**RECORDED INFORMATION:**
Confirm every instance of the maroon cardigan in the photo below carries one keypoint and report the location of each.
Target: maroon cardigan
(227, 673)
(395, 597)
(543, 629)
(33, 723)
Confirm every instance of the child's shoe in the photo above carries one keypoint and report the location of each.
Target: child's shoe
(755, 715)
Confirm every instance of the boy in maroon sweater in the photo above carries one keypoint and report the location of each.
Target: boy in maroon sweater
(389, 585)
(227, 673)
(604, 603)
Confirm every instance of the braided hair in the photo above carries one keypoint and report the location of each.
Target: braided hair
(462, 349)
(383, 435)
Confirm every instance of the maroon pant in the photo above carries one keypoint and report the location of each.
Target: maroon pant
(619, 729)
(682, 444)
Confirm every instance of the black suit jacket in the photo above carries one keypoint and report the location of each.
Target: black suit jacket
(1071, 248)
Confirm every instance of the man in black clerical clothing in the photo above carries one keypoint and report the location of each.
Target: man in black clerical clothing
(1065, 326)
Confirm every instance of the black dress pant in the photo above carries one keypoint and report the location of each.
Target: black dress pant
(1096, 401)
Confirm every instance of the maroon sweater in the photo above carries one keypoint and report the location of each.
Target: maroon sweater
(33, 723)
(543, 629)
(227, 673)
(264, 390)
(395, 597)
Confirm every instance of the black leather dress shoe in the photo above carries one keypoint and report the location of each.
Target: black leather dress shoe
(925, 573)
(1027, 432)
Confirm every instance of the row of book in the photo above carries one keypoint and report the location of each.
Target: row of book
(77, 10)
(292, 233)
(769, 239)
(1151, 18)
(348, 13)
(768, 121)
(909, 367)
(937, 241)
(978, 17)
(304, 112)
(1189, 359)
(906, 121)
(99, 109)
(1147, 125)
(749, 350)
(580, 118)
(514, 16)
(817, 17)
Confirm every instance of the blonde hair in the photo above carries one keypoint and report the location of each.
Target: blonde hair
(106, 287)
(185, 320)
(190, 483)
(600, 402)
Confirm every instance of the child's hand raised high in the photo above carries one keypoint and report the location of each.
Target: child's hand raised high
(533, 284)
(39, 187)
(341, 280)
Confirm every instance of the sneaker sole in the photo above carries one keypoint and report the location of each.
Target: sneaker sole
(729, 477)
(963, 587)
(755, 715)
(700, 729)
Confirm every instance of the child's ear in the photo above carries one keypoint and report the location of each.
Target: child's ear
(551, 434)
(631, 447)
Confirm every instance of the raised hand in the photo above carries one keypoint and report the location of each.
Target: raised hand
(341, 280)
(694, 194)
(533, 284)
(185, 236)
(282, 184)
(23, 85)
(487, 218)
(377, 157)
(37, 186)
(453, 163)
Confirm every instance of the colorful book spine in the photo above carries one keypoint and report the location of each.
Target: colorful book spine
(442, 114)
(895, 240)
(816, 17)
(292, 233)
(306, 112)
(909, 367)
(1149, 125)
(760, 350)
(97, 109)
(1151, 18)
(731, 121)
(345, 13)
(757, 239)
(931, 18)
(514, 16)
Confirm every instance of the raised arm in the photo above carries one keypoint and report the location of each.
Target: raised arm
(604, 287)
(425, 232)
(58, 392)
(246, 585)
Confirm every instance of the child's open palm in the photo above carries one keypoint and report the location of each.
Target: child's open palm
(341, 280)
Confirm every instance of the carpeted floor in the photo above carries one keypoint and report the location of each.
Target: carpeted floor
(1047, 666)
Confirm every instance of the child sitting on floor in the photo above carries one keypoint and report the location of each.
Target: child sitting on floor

**WHAT YOU SHOULD DO:** Reproduce verbatim every line of the material from the line containing "Confirm every instance of the carpeted" through the final line of the material, both ends included.

**FINAL RESULT:**
Confirm every instance of the carpeted floor in the photo above carries one keypoint and report the location of each.
Target: carpeted floor
(1047, 666)
Confirm every instance of the child sitting on floor in the photo above carries one keypoint and report the location of each.
Target: child sitting on floor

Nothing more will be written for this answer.